== EXERCISE ==
Transcribe the following entries letter for letter, without the pictures.

== INPUT ==
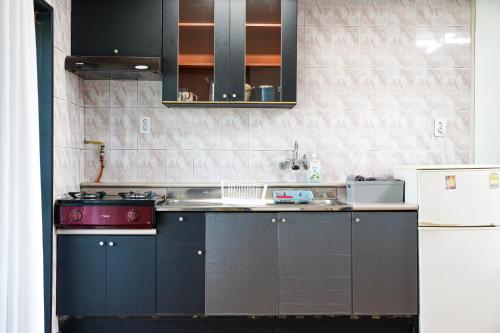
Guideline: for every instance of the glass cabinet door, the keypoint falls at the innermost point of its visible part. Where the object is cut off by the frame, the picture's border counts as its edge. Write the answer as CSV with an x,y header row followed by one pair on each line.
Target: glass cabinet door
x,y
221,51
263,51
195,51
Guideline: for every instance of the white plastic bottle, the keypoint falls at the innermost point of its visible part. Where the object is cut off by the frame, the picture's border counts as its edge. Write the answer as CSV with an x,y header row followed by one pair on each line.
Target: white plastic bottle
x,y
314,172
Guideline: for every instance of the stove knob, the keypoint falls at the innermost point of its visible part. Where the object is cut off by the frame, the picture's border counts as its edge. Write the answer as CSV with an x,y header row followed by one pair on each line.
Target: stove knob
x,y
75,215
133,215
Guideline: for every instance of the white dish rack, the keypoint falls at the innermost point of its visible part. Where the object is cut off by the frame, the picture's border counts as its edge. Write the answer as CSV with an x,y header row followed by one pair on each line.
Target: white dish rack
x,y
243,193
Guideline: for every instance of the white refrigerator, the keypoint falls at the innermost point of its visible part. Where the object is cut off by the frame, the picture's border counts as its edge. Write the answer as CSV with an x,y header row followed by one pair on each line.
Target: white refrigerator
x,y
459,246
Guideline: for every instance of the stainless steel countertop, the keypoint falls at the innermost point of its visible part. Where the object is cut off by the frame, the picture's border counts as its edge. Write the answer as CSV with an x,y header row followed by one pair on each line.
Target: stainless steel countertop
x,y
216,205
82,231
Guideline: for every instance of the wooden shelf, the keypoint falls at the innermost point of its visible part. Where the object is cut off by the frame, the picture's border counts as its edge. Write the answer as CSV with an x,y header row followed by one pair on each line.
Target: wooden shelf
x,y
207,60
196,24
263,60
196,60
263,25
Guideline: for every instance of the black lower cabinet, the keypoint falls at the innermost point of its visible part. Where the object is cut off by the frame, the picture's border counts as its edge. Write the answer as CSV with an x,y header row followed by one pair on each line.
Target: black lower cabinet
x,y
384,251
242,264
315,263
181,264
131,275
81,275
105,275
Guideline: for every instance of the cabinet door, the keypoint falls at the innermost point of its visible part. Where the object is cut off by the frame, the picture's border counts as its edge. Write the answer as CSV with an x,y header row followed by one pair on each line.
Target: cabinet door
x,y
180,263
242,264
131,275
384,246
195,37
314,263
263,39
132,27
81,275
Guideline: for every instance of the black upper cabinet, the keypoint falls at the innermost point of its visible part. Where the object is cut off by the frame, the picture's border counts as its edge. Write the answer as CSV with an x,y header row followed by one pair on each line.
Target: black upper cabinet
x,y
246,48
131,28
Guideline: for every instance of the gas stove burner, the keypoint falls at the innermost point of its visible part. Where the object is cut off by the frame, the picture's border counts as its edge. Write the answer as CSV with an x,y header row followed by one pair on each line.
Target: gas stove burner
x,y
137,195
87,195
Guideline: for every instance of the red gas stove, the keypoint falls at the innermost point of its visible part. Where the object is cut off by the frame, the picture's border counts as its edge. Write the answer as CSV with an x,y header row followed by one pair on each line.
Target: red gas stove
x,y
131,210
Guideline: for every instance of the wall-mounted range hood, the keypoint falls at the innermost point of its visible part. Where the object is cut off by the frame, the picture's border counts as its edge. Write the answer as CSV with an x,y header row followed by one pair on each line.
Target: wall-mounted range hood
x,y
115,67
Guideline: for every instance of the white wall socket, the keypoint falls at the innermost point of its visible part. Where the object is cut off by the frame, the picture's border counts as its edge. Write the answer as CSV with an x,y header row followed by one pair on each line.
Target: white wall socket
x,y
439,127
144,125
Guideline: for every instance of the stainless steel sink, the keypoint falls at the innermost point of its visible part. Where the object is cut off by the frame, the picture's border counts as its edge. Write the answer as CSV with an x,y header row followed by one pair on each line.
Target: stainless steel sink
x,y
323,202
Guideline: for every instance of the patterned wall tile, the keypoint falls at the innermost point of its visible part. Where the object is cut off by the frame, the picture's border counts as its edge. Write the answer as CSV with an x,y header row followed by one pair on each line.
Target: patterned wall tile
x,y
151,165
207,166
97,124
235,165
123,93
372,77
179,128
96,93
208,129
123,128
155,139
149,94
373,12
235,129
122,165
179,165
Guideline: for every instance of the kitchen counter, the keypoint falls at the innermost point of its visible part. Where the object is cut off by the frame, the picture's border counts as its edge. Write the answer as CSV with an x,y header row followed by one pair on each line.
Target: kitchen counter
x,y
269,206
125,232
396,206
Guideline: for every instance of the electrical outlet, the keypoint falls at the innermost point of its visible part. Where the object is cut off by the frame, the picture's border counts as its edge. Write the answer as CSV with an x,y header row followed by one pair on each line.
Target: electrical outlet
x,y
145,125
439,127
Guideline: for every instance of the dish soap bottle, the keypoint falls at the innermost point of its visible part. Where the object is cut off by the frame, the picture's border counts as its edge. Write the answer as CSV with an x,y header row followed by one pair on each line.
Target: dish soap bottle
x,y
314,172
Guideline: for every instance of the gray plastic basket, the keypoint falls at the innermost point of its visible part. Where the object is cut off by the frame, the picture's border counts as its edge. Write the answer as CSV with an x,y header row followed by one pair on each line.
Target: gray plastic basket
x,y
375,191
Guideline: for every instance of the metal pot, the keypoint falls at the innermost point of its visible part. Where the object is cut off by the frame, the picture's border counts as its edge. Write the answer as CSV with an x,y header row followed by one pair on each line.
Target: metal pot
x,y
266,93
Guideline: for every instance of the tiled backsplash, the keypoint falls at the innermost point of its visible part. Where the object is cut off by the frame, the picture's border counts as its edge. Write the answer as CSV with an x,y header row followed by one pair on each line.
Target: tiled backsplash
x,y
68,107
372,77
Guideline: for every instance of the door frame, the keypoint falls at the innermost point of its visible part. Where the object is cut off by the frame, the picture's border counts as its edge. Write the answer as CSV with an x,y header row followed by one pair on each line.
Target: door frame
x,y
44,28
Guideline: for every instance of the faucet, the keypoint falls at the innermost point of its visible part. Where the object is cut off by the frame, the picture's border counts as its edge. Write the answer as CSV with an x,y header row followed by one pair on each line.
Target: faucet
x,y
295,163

== EXPECTED OUTPUT ==
Guideline: for every instance of the glass cabinet door, the keypoint falls at the innermost point of its visible part. Where the object is cut off by the frame, the picture's border counts as its edge. Write the answer as CSV with an x,y header row followed by one pair on each line.
Target: glass cabinet door
x,y
221,51
263,51
195,51
Guideline: for every instance of the white plastic bottle, the keypoint falls at the innermost point of its visible part. Where the object is cut off by the frame, the picture's border counts as its edge. Write the answer as CSV with an x,y header row followed by one pair on each line.
Target: white plastic bottle
x,y
314,172
Guideline: for every instance of the stove knob, the keypoint falls at the innermost point of its visible part. Where the object is cut off by the frame, the picture's border counts as its edge. Write the answer as CSV with an x,y header row followed by one pair on each line.
Target: stove knob
x,y
75,215
133,215
Guideline: for every instance of the white dish rack, the keypoint falls at the innermost point of its visible part. Where the object is cut off by the frame, the picture's border counts as its edge. Write the answer as CSV with an x,y header row followed by one pair on each line.
Target: white dish rack
x,y
243,193
Guideline: for every instance of the white refrigerator, the keypoint falls at the innermost point of its visible part. Where the object is cut off by the frame, the picture's border counts as its edge. Write the answer as CSV with an x,y header row followed by one pair on each line.
Target: white refrigerator
x,y
459,246
Guideline: for every instance of the stainless steel countertop, the keypoint falls at the innermost point of its visible part. Where the object is cut off by the frame, the picture's border counts as its edge. Write the answer as CSV with an x,y header row followed by one pair on each line.
Target: stainless steel countertop
x,y
216,205
82,231
Guideline: for every instance of the wooden shelf, the keypoint falls at the innermost point of its visible part. Where the object is cut off by the frame, the picture's border counts as its edge. Write the answer as CSV with an x,y header row followed by one pair on each line.
Target: wooden shelf
x,y
207,60
196,24
263,60
196,60
263,25
Guideline: for every instance of the black lower cabinet, the keypoint falls at the innermost point of its visible part. Where the object is cut off by the frame, the picture's border counts as its edge. Write the answer as CSV with an x,y header row followed by one pair on each line.
Target: black lower cabinet
x,y
384,251
242,264
315,263
181,264
131,275
81,275
105,275
Guideline: for every instance of the cabinet door, the keypoint falls at the innermost point of its visible part. Where the object is cut off by the frame, the picture's border counts as its edge. Write the answer as CSV with an x,y header row followed by one pair on each line.
Target: cabinet door
x,y
180,263
242,264
131,275
384,246
195,37
314,263
263,39
132,27
81,275
Guideline: for every instance of the black upper cabinet, the keypoint falls at the innermost point of its visible part. Where the object is cut off by the frame, the picture's border counts as its edge. Write the answer as CSV with an x,y header row followed by one pair on each line.
Target: black upper cabinet
x,y
246,48
131,28
Guideline: for every instance of the gas stove burner, the keypoint falls at the innermost point of its visible part. Where the object is cut off by the frame, the picture's border counts as its edge. Write the answer as CSV with an x,y header row followed by one pair on each line.
Target: gas stove burner
x,y
137,195
87,195
Guideline: for every instance of the red gas stove, the keypoint falls at the innermost point of its visible part. Where the object is cut off by the frame, the picture's border counts as its edge. Write the answer as CSV with an x,y header row followed by one pair on each line.
Target: red gas stove
x,y
131,210
Guideline: for every instance of the wall-mounted range hood, the keypoint falls at the innermost point of its visible part. Where the object is cut off by the frame, the picture's border counts as its edge. Write the answer as CSV with an x,y header row followed by one pair on each line.
Target: wall-mounted range hood
x,y
115,67
Guideline: for every instance of the white wall socket, the keypoint falls at the innermost point of its visible part. Where the object is cut off by the frame, the picture's border counts as its edge. Write the answer as CSV with an x,y header row followed by one pair on each line.
Target: white wall socket
x,y
439,127
144,125
Guideline: for every instance of the stainless steel sink, the keypoint falls at the innermost point of its visible part. Where the object is cut off by the frame, the picture's border counts as its edge. Write the answer as CSV with an x,y header row followed by one pair on each line.
Target: stainless steel sink
x,y
323,202
Guideline: for every instance of the patterned wall tile, the keypoint falls at the innermost point of its visible part. Where the object is cut off by the frame, the picture's border counts as its edge. Write the answer as CSV with an x,y header row followed by one pair on each line.
Target: patterned wall tile
x,y
151,165
207,166
97,124
235,165
123,93
372,77
179,128
96,93
208,129
123,128
155,139
149,94
373,12
235,129
122,165
179,165
Guideline: for every instance of the kitchen counter, the keypoint falls at the innermost point of its visible part. Where the object is cut off by the frame, the picture's border counts as its edge. Write the answer as CSV with an x,y header row followed by one pair on each line.
Target: kitchen counter
x,y
269,206
125,232
396,206
Guideline: for every instance of the electrical outlet, the keypoint falls at the innermost point of its visible part. Where the object is cut off by the frame, the picture's border counts as its edge. Write the answer as CSV with an x,y header row followed by one pair on each line.
Target: electrical outlet
x,y
145,125
439,127
Guideline: for every instance of the dish soap bottle, the keypoint falls at the innermost point of its visible part. Where the object is cut off by the frame, the picture's border counts as its edge. Write the answer as CSV with an x,y header row followed by one pair on each line.
Target: dish soap bottle
x,y
314,172
Guideline: for every instance of the gray plastic basket, the keypoint falls at the innermost point of its visible part. Where the object is cut off by the frame, the picture's border counts as its edge. Write the answer as CSV with an x,y header row followed by one pair on each line.
Target: gray plastic basket
x,y
375,191
Guideline: for every instance of the metal pot, the keypoint falls at the innermost point of its visible part. Where the object is cut off by the frame, the picture's border counts as its edge. Write the answer as CSV with an x,y header row followed by one pair on each line.
Target: metal pot
x,y
266,93
Guideline: for every instance of the tiled backsplash, the keypoint falls at the innermost point of its visible part. Where the object is cut off by the frame, the picture's border counts as its edge. Write the answer as CSV with an x,y header row followed by one pair on each line.
Target: tiled backsplash
x,y
68,107
372,77
Guideline: for every instance of the door frame, the keypoint falls at the innermost point of its visible part. Where the object is cut off by the frame, the picture's border counts as its edge. Write the answer as CSV with an x,y header row followed by one pair on each line.
Target: door frame
x,y
44,28
Guideline: for every instance of the faucet, the keypoint falls at the innermost point of its visible part. Where the object is cut off by the frame, the picture's border counts as its edge. Write the answer as CSV with an x,y header row followed by one pair on each line.
Target: faucet
x,y
295,163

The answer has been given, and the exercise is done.